**DOCUMENT SEGMENT:**
[Begin]

I find myself constantly counting back my years.  Twenty years since thirty.  Twenty years until seventy.  My father’s dementia kicked in hard at seventy.  Where is this all headed?

Are other people in the supermarket doing the same?  Or are they just shopping?  I find myself asking those questions as I look at the lines, the wrinkles, the sags, the beauty of youth, the scars and scavenging of age, the waistlines, the hairlines, the cashier lines.

Am I the only one thinking of death in the meat section?  Am I the sole person contemplating the ageing process in the skin care and beauty products aisle?  Why are the infant nappies and the adult Tena pads next to each other?  Is it only I who is thinking this?

[End]

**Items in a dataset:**

[Begin]

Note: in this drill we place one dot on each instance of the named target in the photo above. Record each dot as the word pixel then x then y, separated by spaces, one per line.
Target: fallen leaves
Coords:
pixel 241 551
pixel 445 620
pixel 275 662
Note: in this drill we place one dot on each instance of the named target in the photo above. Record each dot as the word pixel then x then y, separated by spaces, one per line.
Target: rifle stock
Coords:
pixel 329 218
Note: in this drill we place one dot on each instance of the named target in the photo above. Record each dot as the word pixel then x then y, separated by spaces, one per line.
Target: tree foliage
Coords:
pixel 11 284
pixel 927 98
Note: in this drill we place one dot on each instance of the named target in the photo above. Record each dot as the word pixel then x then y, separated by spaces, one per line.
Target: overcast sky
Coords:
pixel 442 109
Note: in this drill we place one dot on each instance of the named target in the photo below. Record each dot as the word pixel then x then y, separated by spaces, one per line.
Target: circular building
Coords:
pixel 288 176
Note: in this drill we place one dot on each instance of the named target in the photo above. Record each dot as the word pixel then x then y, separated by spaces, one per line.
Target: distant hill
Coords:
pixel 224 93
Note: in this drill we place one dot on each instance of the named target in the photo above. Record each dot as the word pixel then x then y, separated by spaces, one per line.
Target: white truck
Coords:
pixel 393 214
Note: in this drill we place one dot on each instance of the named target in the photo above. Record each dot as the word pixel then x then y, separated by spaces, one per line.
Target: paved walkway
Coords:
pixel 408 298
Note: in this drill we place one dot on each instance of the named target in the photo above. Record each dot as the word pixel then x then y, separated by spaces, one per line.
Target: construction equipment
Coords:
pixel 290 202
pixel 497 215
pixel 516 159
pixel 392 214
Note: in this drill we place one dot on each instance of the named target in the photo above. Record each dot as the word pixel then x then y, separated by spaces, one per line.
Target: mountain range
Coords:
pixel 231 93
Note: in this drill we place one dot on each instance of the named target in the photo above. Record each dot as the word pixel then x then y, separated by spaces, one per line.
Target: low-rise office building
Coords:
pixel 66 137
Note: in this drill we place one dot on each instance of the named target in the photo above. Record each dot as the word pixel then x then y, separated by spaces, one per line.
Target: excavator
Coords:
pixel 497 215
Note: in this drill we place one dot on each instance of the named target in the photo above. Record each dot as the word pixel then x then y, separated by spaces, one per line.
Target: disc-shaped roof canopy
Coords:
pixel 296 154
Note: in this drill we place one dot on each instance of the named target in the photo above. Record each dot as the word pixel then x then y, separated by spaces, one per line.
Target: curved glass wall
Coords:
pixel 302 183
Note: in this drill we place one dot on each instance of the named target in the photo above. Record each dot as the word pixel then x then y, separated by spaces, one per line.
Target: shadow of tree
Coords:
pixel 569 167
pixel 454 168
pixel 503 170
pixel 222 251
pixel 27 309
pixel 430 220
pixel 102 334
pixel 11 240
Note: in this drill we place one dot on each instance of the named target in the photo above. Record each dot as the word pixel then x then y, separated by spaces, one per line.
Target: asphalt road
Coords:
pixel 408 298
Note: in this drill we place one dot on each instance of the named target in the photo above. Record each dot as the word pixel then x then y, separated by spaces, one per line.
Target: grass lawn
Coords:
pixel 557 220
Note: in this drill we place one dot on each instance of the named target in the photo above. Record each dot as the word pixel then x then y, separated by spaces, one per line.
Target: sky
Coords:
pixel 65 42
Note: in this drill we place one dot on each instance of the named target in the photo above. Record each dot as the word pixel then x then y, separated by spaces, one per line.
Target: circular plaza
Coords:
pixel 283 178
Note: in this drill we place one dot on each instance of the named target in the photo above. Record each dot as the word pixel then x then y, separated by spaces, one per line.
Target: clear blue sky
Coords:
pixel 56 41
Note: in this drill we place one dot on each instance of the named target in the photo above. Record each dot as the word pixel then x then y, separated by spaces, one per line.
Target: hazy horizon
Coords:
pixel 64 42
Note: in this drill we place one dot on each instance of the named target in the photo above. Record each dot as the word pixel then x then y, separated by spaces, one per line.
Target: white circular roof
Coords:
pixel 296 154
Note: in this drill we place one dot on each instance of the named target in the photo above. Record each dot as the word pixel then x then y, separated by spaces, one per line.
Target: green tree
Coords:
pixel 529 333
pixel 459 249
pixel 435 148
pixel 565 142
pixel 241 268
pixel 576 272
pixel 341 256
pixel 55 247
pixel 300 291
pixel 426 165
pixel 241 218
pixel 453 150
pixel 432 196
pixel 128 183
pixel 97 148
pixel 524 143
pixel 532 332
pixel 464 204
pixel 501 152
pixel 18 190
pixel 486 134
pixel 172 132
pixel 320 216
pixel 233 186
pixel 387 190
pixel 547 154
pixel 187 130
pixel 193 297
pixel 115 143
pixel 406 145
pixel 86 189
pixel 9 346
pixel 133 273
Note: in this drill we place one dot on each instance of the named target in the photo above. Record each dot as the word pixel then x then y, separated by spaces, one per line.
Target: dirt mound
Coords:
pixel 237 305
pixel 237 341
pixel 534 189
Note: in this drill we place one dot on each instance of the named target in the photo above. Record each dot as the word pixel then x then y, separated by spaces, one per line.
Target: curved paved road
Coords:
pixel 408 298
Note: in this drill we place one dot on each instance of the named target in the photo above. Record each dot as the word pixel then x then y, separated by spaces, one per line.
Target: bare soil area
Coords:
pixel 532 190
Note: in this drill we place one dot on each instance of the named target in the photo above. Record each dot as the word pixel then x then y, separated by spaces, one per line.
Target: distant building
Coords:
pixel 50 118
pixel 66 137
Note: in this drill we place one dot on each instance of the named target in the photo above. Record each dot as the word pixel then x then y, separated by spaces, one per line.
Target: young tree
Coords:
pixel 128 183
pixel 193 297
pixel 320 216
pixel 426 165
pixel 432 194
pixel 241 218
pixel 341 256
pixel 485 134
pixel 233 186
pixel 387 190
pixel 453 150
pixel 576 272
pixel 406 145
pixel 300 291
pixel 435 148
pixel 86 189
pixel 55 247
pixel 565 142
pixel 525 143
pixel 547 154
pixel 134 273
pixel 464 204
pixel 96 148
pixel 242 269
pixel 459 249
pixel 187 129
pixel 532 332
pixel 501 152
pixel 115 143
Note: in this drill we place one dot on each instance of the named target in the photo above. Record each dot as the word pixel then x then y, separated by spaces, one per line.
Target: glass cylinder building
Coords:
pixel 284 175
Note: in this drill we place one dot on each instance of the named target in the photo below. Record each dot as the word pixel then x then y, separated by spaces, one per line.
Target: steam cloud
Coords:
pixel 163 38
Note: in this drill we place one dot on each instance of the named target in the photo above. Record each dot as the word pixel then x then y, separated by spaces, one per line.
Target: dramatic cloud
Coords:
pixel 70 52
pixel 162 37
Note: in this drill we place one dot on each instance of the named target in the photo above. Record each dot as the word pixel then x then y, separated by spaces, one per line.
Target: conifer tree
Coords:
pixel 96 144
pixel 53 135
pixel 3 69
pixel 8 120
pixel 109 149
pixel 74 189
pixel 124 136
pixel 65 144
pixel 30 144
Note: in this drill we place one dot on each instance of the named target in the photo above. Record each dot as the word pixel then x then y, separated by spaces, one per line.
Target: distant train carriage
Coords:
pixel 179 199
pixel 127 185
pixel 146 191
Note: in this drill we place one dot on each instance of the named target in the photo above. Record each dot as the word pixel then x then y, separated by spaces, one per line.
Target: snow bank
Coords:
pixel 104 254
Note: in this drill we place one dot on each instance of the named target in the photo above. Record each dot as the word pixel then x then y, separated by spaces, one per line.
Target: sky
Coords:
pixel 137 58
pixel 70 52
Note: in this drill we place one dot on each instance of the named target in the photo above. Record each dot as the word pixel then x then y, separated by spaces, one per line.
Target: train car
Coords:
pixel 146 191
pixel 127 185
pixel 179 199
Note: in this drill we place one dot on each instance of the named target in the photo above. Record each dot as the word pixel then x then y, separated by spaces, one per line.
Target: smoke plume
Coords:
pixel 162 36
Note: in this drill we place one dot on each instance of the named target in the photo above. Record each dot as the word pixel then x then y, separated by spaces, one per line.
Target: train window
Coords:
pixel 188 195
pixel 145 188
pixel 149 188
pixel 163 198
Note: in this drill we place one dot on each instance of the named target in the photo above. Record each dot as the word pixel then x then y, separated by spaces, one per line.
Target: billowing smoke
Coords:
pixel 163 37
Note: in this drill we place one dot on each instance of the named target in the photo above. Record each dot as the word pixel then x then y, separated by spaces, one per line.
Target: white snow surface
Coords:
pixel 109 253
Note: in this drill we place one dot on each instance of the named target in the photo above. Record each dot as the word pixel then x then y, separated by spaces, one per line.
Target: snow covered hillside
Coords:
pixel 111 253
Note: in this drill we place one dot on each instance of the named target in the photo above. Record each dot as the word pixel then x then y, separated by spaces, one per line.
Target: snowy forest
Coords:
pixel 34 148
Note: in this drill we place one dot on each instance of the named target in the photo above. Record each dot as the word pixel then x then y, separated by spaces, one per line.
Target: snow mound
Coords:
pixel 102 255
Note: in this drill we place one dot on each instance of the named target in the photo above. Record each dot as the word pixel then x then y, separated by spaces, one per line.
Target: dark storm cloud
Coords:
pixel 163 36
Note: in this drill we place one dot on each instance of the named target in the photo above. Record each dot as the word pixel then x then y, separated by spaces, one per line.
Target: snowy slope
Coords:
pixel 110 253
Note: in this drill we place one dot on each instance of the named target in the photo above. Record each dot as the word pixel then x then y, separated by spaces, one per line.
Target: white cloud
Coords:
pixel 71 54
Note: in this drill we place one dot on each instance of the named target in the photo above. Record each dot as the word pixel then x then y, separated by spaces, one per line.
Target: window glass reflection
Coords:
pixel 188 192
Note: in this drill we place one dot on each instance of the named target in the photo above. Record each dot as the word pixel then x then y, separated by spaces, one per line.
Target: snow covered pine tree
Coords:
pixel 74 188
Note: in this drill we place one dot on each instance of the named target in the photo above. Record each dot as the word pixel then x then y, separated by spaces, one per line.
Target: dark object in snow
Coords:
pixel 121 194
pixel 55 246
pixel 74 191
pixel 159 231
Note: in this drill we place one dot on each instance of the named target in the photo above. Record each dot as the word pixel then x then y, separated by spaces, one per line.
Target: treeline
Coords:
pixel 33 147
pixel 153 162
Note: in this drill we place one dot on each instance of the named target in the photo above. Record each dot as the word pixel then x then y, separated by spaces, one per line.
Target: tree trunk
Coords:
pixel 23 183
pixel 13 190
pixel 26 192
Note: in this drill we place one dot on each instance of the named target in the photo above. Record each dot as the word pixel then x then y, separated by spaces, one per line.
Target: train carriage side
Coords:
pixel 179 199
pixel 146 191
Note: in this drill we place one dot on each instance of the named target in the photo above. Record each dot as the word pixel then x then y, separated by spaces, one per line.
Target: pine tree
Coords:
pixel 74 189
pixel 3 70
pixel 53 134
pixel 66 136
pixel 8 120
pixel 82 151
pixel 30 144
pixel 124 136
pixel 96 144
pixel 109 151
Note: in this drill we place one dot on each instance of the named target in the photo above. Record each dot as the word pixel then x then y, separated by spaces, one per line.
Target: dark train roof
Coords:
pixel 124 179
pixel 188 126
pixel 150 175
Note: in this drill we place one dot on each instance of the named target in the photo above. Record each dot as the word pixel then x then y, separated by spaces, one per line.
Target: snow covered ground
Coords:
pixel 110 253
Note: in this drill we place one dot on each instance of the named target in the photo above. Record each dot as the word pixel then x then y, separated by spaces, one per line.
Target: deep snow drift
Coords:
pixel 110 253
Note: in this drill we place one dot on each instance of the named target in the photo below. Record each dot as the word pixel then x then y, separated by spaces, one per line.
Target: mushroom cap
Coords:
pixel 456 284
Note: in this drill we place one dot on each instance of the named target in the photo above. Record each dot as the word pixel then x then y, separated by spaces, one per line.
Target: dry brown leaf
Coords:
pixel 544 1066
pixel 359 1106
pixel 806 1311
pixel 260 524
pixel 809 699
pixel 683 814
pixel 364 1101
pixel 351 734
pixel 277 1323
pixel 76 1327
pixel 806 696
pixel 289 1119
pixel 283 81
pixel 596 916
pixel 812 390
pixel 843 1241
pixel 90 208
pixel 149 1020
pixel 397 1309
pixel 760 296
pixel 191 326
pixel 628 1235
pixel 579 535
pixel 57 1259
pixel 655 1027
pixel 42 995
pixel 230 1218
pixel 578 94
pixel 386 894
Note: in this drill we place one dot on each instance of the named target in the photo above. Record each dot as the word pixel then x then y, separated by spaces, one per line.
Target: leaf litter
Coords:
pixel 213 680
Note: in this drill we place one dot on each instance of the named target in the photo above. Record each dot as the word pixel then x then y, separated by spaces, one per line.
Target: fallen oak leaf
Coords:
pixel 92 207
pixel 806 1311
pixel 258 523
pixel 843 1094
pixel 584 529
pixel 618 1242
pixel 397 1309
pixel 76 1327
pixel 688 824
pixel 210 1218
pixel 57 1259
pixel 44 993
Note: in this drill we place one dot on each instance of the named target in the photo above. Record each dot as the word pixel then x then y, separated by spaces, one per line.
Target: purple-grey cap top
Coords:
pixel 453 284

[End]

**SHORT EXERCISE 1:**
Count the lines of the records that contain the string "circular", treating case as significant, and reply with the number only.
**SHORT EXERCISE 2:**
Carry on the musing about aging in the supermarket, starting right after its final sentence.

**ANSWER 1:**
3

**ANSWER 2:**
Or perhaps that’s my conceit.  Perhaps my conceit, the thing that I believe sets me apart from all these other trolley pushers, is that I alone am contemplating time.  That I along wake up hearing the ticking of the clock, walking the aisles to the steady “tack, tack” of that broken trolley wheel.  That I alone have the wherewithal, the intestinal fortitude to face up to the reality as I walk down that aisle.  Perhaps I should start timing my shopping trips.

 A 47 minute shop.

A 32 minute drive.

A 7 1/2 hour sleep.

A 5 minute shower.  Which, in these days of a drying climate is, I am told, about one minute too long.

What if I shorten the car trip?  Catch a 22 minute train ride instead?  Save on fuel, money AND time.  Perhaps I can offset that time and energy saving for a longer shower.  Balance it all up.

A 23 minute blog post.  To write, not to read.

I could have been two minutes into another article in The Weekend Australian by now. Or I could have made a coffee.  But these events never happened because I chose to use the time differently.

Did I redeem the time? The days are evil so I know I should (Eph 5:16). Perhaps it should have been a 21 minute prayer.

Take a minute to think about it.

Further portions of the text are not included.